* [WHAT YOU NEED TO DO]
1. In the question about passing host hardware info into Docker, what unique identifier does the server use to track data sent from the clients?
2. Extend the question about passing a host's MAC address into a Docker container, starting after its last sentence.

* [DOCUMENT]

________

I want to get hardware specific info from host into the docker container.
I have 2 Docker web apps client
and server
being deployed to a Docker swarm. I deploy server
as a single container that connects to a database, and I deploy client
as a replicated service to each worker node in cluster. client
sends data back to server
, and server
keeps a database of tables that track data sent from the clients
by unique identifier (MAC address).
I start the client
python app in the Dockerfile as follows, so that it knows its MAC address when it sends data back to server
.
python app.py --mac-address=12345
client
currently starts up using a hard coded mac-address
that I manually type in. I develop on Mac, but deploy to Linux boxes, so some of the workarounds for giving containers access to the host machines' network interfaces does not seem to work in my development environment.
Ideally, I would like to pipe this value (any unique identifier) in from some bash command / script. I have the following script to capture MAC address:
mac=$(ifconfig eth0 | grep -o -E '([[:xdigit:]]{1,2}:){5}[[:xdigit:]]{1,2}')
echo $mac > 'mac.txt'
But, this has to be run on the host.
I have come across solutions such as:
docker run -e HOST_MAC=$(ifconfig -a | grep -Po 'HWaddr \K.*$') image
And then accessing the environment variable within the python application.

________

* [LISTED ENTRIES]
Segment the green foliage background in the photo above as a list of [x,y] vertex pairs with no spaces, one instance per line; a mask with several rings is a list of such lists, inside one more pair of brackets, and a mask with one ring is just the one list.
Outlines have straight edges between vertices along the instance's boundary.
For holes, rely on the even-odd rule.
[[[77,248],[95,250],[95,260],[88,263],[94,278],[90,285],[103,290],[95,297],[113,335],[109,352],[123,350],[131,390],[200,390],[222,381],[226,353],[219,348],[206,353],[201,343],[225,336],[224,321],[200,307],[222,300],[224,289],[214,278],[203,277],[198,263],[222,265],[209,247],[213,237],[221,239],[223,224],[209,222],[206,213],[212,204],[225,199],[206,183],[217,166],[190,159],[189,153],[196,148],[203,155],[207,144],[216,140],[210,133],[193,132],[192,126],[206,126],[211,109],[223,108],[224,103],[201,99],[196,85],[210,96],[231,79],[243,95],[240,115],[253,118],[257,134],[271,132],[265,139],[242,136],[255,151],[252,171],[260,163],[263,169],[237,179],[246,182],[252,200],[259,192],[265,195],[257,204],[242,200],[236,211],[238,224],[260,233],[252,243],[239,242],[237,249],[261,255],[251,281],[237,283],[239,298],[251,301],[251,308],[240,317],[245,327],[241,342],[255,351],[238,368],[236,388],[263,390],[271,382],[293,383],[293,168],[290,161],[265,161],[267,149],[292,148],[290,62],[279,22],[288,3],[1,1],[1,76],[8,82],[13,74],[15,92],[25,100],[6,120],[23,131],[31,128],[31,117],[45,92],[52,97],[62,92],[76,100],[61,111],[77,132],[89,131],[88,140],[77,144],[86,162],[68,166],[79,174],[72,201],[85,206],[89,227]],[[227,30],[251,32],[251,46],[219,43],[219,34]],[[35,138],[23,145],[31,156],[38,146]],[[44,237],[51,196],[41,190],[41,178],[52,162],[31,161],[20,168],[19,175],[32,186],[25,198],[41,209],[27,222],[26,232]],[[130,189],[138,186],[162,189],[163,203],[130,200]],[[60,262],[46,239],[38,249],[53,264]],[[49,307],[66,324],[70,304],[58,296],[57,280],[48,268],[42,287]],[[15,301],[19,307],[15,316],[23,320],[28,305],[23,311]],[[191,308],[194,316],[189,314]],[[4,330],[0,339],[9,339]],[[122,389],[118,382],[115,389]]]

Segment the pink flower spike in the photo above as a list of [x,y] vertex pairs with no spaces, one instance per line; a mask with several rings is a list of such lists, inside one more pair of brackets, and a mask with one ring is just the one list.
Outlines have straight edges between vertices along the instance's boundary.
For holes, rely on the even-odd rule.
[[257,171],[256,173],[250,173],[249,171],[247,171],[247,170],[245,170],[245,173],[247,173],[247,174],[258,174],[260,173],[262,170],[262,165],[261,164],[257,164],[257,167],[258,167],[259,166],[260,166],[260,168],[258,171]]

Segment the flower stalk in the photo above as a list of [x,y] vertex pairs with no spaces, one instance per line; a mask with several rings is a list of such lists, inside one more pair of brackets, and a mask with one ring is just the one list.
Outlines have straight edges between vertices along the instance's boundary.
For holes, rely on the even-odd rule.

________

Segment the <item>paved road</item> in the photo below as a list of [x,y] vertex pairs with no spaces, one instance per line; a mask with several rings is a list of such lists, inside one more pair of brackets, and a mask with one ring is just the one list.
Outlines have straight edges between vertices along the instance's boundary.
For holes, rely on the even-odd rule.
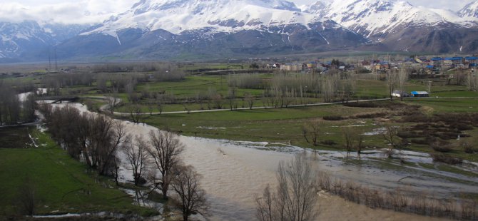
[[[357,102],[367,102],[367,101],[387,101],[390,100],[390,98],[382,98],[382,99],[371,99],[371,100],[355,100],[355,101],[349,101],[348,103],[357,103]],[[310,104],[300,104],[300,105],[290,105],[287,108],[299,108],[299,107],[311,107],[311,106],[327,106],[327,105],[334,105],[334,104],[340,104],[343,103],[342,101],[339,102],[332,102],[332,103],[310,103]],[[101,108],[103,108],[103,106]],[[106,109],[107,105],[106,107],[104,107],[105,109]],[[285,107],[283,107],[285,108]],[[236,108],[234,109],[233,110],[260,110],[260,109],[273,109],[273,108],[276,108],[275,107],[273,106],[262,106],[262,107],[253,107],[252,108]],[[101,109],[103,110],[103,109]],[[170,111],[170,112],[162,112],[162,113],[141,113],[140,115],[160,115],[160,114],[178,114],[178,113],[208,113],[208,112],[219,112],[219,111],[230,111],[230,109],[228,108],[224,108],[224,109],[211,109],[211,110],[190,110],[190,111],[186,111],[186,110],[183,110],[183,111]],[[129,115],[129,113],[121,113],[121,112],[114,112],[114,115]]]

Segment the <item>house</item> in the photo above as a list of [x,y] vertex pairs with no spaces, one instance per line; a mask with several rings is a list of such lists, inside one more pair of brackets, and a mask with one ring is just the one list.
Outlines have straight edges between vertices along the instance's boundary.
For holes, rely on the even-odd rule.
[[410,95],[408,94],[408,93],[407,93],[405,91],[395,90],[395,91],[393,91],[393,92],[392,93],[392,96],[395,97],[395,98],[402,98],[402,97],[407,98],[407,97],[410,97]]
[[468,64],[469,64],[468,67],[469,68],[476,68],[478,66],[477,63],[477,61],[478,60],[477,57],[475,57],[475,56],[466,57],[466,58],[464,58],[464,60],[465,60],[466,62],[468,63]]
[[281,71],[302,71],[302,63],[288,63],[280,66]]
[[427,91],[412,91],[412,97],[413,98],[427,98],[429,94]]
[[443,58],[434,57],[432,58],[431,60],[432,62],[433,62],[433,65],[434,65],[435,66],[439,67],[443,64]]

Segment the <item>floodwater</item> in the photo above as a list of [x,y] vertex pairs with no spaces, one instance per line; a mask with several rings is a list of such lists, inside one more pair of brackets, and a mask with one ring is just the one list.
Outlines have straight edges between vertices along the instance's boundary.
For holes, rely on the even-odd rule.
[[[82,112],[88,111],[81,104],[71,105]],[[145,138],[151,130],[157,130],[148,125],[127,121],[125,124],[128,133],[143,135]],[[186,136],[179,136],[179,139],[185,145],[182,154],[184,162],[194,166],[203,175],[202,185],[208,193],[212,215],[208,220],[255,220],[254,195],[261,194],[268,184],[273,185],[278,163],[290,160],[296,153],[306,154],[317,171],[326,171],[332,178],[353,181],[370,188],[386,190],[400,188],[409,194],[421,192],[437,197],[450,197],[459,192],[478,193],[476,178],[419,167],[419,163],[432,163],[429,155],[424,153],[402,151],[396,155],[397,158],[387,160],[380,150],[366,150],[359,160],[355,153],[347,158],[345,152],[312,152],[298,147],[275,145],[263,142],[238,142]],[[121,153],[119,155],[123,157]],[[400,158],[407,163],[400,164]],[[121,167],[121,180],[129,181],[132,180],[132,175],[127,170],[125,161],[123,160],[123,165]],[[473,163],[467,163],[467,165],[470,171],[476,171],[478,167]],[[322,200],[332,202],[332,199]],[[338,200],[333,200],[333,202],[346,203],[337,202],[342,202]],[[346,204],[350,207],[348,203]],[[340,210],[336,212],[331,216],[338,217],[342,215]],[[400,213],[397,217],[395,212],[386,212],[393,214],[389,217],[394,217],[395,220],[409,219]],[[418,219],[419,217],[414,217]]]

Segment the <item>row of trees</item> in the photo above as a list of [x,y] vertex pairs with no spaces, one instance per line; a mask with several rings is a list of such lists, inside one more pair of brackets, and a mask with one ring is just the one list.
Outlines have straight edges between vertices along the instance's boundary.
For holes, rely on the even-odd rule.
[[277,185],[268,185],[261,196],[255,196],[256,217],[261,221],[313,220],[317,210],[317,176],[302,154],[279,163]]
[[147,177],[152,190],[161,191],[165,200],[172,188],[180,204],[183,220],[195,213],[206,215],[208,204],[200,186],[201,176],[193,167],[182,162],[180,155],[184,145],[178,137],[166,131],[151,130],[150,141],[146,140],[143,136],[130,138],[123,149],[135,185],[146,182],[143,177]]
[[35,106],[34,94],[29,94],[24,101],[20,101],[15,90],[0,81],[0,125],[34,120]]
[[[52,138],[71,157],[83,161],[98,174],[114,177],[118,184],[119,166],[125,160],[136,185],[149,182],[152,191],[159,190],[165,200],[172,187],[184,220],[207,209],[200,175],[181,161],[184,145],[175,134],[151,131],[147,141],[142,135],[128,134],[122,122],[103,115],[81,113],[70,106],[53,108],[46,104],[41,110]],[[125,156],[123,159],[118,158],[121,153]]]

________

* [OUTPUTS]
1. The MAC address.

2.
Or this solution:
docker run --rm -v $(pwd)/mybashscript.sh:/mybashscript.sh ubuntu bash /mybashscript.sh
Each solution is running the container individually. I am using docker-compose
or docker stack deploy
from a single manager. So, I do not want to assume that script file is already present on each host machine (worker node).
I lastly thought of "SCPI-ing" the file out of the container to the host, then "SSH-ing" from container to host, executing the script, and capturing the output. But, I have not found the syntax for this. Something like:
scp mac_address.sh user@host_hostname:
max=$(ssh user@host_hostname "mac_address.sh")
I don't care if the unique identifier is MAC address, or some other identifier; but, essentially I would like this unique identifier to persist even if a container goes down and a new one comes up.
Has anyone done something similar?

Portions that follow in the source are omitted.